**Task details:**
Could you recast the entries below as a Markdown table with two columns, Row and Line, giving each non-blank line its own numbered row and leaving the pictures out?

**Listing:**
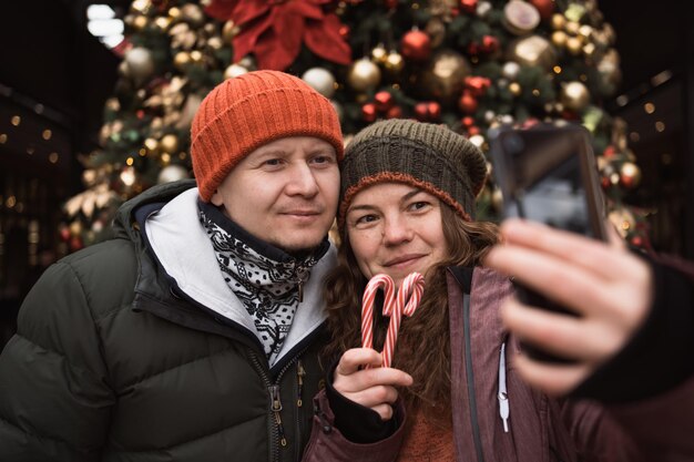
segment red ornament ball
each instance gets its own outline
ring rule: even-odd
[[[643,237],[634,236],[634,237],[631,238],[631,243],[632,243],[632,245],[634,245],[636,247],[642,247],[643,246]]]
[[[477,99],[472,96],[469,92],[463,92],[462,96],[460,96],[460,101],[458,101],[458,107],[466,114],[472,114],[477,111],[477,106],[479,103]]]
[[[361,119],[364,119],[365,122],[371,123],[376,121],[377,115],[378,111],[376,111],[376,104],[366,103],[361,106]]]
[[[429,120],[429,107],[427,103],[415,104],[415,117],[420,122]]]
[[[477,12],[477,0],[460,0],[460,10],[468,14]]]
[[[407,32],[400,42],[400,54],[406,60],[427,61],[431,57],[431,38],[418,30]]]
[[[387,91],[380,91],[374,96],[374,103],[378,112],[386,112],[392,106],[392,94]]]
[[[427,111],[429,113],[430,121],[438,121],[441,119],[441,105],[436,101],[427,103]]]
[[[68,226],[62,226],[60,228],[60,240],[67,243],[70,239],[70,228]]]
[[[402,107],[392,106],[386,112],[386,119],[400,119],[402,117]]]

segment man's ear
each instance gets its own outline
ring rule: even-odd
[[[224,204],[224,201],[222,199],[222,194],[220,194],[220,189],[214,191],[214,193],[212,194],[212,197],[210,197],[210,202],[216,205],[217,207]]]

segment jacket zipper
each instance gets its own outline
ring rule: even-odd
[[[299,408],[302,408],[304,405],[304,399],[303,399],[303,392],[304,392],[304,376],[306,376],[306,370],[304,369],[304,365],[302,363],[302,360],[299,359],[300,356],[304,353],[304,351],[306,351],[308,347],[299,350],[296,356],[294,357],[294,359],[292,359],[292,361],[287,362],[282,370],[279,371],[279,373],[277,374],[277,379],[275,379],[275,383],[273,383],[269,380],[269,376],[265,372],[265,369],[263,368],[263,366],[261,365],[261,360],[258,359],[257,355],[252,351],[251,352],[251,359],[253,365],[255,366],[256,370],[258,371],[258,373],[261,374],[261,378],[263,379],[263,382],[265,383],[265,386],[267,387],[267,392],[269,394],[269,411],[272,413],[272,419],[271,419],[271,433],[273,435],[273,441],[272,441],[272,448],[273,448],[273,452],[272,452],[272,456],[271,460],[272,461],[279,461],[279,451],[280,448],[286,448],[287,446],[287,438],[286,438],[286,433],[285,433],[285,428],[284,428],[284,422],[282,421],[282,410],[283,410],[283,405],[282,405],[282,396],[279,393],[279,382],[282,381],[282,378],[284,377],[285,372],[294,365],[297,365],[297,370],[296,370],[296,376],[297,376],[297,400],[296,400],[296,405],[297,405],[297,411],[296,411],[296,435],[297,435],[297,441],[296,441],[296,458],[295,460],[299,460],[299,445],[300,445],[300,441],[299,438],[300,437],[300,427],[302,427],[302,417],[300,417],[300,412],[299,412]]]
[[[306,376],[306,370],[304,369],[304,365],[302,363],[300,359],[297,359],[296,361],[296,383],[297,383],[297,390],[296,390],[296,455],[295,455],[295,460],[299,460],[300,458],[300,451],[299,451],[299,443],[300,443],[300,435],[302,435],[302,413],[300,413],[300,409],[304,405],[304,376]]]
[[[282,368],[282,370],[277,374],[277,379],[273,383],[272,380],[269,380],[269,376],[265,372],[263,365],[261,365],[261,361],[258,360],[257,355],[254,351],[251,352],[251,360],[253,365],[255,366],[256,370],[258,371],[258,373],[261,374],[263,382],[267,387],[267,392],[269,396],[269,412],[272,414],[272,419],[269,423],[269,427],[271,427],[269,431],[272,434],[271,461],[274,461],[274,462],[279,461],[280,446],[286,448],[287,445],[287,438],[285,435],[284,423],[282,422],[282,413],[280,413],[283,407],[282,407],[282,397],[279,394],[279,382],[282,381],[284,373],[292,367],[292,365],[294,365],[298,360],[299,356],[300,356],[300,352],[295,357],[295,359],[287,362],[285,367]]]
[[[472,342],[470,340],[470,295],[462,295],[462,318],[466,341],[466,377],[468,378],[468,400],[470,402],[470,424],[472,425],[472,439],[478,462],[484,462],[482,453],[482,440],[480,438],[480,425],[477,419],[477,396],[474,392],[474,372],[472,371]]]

**Answer to this task:**
| Row | Line |
|---|---|
| 1 | segment red ornament ball |
| 2 | each instance gets its own outline |
| 3 | ring rule: even-odd |
| 4 | [[[643,237],[634,236],[634,237],[631,238],[631,243],[632,243],[632,245],[634,245],[636,247],[642,247],[643,246]]] |
| 5 | [[[477,99],[472,96],[469,92],[463,92],[462,96],[460,96],[460,101],[458,101],[458,107],[466,114],[472,114],[477,111],[477,106],[479,103]]] |
| 6 | [[[361,119],[364,119],[365,122],[371,123],[376,121],[377,115],[378,111],[376,111],[376,104],[366,103],[361,106]]] |
| 7 | [[[429,120],[429,107],[427,103],[415,104],[415,117],[420,122]]] |
| 8 | [[[477,12],[477,0],[460,0],[460,10],[468,14]]] |
| 9 | [[[407,32],[400,42],[400,54],[406,60],[427,61],[431,57],[431,38],[418,30]]] |
| 10 | [[[387,91],[380,91],[374,96],[374,103],[378,112],[386,112],[392,106],[392,94]]] |
| 11 | [[[427,111],[429,113],[430,121],[438,121],[441,119],[441,105],[436,101],[427,103]]] |
| 12 | [[[68,226],[62,226],[60,228],[60,240],[67,243],[70,239],[70,228]]] |
| 13 | [[[402,107],[392,106],[386,112],[386,119],[400,119],[402,117]]] |
| 14 | segment man's ear |
| 15 | each instance gets its own outline |
| 16 | ring rule: even-odd |
| 17 | [[[224,204],[224,201],[222,199],[222,194],[220,194],[220,189],[214,191],[214,193],[212,194],[212,197],[210,197],[210,202],[216,205],[217,207]]] |
| 18 | segment jacket zipper |
| 19 | each instance gets its own outline |
| 20 | ring rule: even-odd |
| 21 | [[[299,408],[302,408],[304,405],[304,399],[303,399],[303,392],[304,392],[304,376],[306,376],[306,370],[304,369],[304,365],[302,363],[302,360],[299,359],[300,356],[304,353],[304,351],[306,351],[308,347],[299,350],[296,356],[294,357],[294,359],[292,359],[292,361],[287,362],[282,370],[279,371],[279,373],[277,374],[277,379],[275,379],[275,383],[273,383],[269,380],[269,376],[265,372],[265,369],[263,368],[263,366],[261,365],[261,360],[258,359],[257,355],[252,351],[251,352],[251,359],[253,365],[255,366],[256,370],[258,371],[258,373],[261,374],[261,378],[263,379],[263,382],[265,383],[265,386],[267,387],[267,392],[269,394],[269,411],[272,413],[272,419],[271,419],[271,433],[273,435],[273,441],[272,441],[272,448],[273,448],[273,452],[272,452],[272,456],[271,460],[272,461],[279,461],[279,451],[280,448],[286,448],[287,446],[287,438],[286,438],[286,433],[285,433],[285,428],[284,428],[284,422],[282,421],[282,410],[283,410],[283,405],[282,405],[282,396],[279,393],[279,382],[282,381],[282,378],[284,377],[285,372],[294,365],[297,365],[297,370],[296,370],[296,376],[297,376],[297,400],[296,400],[296,405],[297,405],[297,411],[296,411],[296,435],[297,435],[297,441],[296,441],[296,458],[295,460],[299,460],[299,445],[300,445],[300,441],[299,438],[300,437],[300,427],[302,427],[302,417],[300,417],[300,412],[299,412]]] |
| 22 | [[[306,376],[306,370],[304,369],[304,365],[302,363],[300,359],[297,359],[296,361],[296,383],[297,383],[297,390],[296,390],[296,455],[295,455],[295,460],[299,460],[300,458],[300,451],[299,451],[299,443],[300,443],[300,435],[302,435],[302,413],[300,413],[300,409],[304,405],[304,376]]] |
| 23 | [[[282,368],[282,370],[277,374],[277,379],[273,383],[272,380],[269,380],[269,376],[265,372],[263,365],[261,365],[261,361],[258,360],[257,355],[254,351],[251,352],[251,360],[253,365],[255,366],[256,370],[258,371],[258,373],[261,374],[263,382],[267,387],[267,392],[269,396],[269,412],[272,414],[272,419],[269,423],[269,427],[271,427],[269,431],[272,434],[271,461],[274,461],[274,462],[279,461],[280,446],[286,448],[287,445],[287,438],[285,435],[284,423],[282,422],[282,413],[280,413],[283,407],[282,407],[282,397],[279,394],[279,382],[282,381],[284,373],[292,367],[292,365],[294,365],[298,360],[299,356],[300,356],[300,352],[295,357],[295,359],[287,362],[285,367]]] |
| 24 | [[[472,342],[470,340],[470,295],[462,295],[462,318],[466,341],[466,377],[468,378],[468,400],[470,402],[470,424],[472,425],[472,439],[478,462],[484,462],[482,453],[482,440],[480,438],[480,425],[477,419],[477,396],[474,392],[474,372],[472,371]]] |